**Data provided**
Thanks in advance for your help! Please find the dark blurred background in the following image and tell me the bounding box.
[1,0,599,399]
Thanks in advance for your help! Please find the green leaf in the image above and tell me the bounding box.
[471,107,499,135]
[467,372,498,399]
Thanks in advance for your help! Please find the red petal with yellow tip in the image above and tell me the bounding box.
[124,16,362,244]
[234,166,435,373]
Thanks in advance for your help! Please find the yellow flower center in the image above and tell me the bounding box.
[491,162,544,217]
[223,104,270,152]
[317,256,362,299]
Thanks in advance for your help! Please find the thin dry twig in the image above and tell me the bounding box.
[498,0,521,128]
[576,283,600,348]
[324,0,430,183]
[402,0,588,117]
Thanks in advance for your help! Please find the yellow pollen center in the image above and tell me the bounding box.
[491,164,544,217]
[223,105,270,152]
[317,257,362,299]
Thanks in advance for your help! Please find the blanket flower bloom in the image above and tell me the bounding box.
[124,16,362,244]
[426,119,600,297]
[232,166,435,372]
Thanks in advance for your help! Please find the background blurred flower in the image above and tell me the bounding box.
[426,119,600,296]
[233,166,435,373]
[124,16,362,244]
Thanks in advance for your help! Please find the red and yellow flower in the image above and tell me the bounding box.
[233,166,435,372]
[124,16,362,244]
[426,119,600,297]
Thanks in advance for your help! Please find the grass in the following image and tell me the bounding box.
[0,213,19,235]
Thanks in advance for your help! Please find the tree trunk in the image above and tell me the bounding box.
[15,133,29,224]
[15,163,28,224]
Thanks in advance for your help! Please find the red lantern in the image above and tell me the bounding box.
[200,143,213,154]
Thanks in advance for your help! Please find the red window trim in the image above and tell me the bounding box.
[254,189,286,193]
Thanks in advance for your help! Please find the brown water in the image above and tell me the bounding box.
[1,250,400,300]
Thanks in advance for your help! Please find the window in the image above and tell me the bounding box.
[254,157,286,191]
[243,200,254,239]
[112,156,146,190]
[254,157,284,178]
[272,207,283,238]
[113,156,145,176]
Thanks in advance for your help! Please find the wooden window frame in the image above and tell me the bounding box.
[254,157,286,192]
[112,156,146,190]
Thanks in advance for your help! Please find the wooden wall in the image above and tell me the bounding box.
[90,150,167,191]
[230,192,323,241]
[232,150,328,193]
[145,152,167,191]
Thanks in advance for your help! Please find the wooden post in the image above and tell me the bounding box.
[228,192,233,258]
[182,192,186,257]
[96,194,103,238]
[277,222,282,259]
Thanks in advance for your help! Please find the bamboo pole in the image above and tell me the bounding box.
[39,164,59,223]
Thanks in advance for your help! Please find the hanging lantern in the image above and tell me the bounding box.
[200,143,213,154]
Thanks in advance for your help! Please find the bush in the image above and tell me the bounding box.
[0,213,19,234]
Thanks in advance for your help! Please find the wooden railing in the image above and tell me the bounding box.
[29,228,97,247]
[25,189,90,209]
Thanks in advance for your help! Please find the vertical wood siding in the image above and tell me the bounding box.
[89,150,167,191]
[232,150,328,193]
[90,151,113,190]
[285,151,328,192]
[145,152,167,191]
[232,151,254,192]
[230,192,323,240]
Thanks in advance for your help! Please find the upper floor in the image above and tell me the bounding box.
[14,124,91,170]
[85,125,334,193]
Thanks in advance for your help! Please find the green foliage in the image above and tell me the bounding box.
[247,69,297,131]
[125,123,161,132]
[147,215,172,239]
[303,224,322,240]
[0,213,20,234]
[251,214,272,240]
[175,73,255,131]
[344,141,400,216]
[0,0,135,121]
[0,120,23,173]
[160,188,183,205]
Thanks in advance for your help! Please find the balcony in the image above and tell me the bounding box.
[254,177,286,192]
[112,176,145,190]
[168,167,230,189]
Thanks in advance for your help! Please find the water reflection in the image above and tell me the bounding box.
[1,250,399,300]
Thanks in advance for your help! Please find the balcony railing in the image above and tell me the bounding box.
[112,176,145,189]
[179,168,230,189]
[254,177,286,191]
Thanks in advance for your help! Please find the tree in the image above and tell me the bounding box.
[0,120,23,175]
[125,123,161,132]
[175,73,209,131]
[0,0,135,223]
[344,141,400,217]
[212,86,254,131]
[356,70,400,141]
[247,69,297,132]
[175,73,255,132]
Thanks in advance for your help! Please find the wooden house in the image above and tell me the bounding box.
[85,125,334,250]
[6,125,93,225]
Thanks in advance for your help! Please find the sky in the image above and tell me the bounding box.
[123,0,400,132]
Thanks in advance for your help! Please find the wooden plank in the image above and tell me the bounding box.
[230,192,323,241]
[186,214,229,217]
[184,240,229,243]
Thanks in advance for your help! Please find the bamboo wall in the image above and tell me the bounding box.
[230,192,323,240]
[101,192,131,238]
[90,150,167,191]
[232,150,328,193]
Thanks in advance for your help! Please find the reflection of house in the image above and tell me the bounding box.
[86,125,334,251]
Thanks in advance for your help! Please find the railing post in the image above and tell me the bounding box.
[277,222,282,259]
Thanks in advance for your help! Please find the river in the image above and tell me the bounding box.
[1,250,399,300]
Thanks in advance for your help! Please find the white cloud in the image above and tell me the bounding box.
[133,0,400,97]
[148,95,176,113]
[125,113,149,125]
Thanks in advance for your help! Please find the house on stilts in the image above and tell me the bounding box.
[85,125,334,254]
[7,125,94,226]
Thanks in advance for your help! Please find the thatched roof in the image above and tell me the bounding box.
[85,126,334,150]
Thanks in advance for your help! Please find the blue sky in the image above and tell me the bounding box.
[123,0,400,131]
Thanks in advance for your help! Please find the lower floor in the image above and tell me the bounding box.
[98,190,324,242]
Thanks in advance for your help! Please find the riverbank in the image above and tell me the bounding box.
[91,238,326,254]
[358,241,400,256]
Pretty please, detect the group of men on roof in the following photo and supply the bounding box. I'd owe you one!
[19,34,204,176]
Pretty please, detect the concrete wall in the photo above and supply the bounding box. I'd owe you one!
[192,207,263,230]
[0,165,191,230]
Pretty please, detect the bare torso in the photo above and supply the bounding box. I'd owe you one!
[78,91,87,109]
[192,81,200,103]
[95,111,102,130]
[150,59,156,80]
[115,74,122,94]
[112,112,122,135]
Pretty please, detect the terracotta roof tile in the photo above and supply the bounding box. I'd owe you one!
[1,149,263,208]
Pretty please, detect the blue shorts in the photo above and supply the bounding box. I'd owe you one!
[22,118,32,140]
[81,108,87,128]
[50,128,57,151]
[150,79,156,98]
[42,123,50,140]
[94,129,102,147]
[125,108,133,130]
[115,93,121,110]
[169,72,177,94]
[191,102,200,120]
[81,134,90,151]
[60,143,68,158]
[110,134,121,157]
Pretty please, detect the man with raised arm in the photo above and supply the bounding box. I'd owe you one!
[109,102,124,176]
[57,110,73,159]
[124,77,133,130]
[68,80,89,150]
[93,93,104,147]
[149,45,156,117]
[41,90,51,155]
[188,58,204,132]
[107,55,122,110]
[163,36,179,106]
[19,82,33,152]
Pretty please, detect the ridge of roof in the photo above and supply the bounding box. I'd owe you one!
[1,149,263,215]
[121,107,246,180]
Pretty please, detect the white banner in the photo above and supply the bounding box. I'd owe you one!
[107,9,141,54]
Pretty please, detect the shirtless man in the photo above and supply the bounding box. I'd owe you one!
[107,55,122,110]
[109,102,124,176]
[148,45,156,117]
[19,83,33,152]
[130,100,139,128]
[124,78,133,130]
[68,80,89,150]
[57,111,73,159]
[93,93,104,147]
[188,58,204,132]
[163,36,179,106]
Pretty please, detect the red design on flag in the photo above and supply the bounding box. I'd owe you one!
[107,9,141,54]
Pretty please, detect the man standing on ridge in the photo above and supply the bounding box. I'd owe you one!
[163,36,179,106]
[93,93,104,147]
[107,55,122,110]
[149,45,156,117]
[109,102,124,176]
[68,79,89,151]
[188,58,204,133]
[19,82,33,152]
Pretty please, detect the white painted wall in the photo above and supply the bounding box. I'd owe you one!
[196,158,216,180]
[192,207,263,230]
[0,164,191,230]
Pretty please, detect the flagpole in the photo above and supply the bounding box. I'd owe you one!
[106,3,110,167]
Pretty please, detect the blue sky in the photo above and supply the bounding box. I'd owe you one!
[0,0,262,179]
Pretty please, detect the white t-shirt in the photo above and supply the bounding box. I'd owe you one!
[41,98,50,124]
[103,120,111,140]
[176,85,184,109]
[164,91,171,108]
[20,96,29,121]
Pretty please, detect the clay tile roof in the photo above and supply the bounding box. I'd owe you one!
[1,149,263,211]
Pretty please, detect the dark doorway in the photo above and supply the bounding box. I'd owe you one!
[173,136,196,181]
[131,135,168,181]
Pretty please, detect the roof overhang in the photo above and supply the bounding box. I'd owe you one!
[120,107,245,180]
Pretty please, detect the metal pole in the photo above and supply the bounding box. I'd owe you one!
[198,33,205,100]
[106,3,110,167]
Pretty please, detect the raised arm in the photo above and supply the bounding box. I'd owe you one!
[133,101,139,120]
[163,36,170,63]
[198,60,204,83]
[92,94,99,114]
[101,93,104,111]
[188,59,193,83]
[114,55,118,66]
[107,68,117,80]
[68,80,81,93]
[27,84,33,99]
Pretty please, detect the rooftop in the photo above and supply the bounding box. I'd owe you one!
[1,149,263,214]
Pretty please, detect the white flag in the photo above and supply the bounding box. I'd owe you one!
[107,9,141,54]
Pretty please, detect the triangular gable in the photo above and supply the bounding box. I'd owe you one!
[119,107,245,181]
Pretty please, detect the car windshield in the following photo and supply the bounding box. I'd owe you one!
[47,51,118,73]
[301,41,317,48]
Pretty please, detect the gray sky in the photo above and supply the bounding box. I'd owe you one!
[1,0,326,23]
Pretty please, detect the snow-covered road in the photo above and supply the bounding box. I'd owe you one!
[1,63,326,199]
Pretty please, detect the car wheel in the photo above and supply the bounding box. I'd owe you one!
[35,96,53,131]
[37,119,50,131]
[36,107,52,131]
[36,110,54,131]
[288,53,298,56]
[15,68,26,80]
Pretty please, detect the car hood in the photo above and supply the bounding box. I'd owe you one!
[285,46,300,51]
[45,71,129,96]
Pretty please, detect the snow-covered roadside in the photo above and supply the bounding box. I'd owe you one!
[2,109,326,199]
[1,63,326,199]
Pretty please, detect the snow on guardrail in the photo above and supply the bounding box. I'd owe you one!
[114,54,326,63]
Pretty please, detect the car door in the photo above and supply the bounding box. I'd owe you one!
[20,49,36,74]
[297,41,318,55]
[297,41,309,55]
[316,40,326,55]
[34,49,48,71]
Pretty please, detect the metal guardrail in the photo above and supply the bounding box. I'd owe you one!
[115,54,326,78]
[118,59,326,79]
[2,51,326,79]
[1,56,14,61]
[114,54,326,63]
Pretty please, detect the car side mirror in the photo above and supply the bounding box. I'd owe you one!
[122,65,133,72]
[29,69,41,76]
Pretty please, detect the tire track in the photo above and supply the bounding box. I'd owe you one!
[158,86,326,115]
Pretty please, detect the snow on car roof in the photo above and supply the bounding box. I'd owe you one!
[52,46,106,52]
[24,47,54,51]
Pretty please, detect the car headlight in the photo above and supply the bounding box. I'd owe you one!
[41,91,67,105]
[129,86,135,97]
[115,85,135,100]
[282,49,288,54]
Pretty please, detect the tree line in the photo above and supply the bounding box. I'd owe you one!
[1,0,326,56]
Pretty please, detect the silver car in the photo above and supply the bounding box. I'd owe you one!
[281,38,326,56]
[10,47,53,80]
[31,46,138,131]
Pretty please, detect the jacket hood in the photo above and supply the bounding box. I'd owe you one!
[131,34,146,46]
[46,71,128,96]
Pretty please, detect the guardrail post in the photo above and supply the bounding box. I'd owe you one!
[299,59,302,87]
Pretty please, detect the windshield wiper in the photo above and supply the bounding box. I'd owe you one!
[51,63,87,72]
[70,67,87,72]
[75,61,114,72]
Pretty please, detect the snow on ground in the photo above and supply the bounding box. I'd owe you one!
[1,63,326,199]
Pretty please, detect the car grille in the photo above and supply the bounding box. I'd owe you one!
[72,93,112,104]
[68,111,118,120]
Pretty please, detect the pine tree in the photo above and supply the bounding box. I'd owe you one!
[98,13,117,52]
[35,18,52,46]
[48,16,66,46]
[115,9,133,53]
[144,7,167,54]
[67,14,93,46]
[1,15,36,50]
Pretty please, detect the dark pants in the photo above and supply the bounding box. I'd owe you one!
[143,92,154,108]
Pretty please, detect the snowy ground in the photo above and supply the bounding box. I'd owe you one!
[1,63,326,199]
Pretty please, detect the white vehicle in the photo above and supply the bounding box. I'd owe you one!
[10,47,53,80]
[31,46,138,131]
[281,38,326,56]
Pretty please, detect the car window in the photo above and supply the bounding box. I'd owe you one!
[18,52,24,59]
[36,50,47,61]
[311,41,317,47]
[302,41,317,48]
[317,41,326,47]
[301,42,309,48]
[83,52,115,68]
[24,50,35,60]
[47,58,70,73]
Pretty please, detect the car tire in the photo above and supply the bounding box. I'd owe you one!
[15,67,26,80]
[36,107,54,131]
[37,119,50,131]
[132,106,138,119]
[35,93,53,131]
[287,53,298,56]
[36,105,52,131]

**Activity**
Only the final stretch of the entries above is needed: print exactly the lines from the line containing "Pretty please, detect the guardrail" through the last one.

**Written reply**
Pretty please, detect the guardrail post in the photo above and supply the bounding box. I'd owe you one!
[299,59,302,87]
Pretty please, detect the windshield wiper in the photo above and supply the bounding box. I'd owe you one!
[51,63,87,72]
[70,67,87,72]
[75,61,114,72]
Pretty please, detect the snow on ground in the photo above and supply the bounding box. I'd owe you one!
[1,63,326,199]
Pretty please, detect the car grille in the photo above and supply the bounding box. I'd owe you one!
[72,93,112,104]
[68,111,118,120]
Pretty please, detect the pine tree in the photo above and supply the bounding box. I'd owe you one!
[98,13,117,52]
[35,18,52,46]
[48,16,66,46]
[115,9,133,53]
[144,7,167,54]
[67,14,93,46]
[1,15,36,50]
Pretty please, detect the dark pants in the photo above and supply the bounding box. I'd owe you one!
[143,92,154,108]
Pretty please, detect the snowy ground in the photo above and supply the bounding box. I'd owe you one!
[1,63,326,199]
Pretty please, detect the white vehicle in the photo above and supply the bounding box. I'd owe you one!
[10,47,53,80]
[31,46,138,131]
[281,38,326,56]
Pretty please, detect the car window in the photo above and supply the bounding box. I'd owe you one!
[18,52,24,59]
[36,50,47,61]
[311,41,317,47]
[302,41,317,48]
[317,41,326,47]
[301,42,309,48]
[83,52,115,68]
[24,50,35,60]
[47,58,70,73]
Pretty please, detect the car tire in the photo above and supply the bounding box. I'd owe you one!
[15,67,26,80]
[36,107,54,131]
[37,119,50,131]
[132,106,138,119]
[35,93,53,131]
[287,53,298,56]
[36,105,52,131]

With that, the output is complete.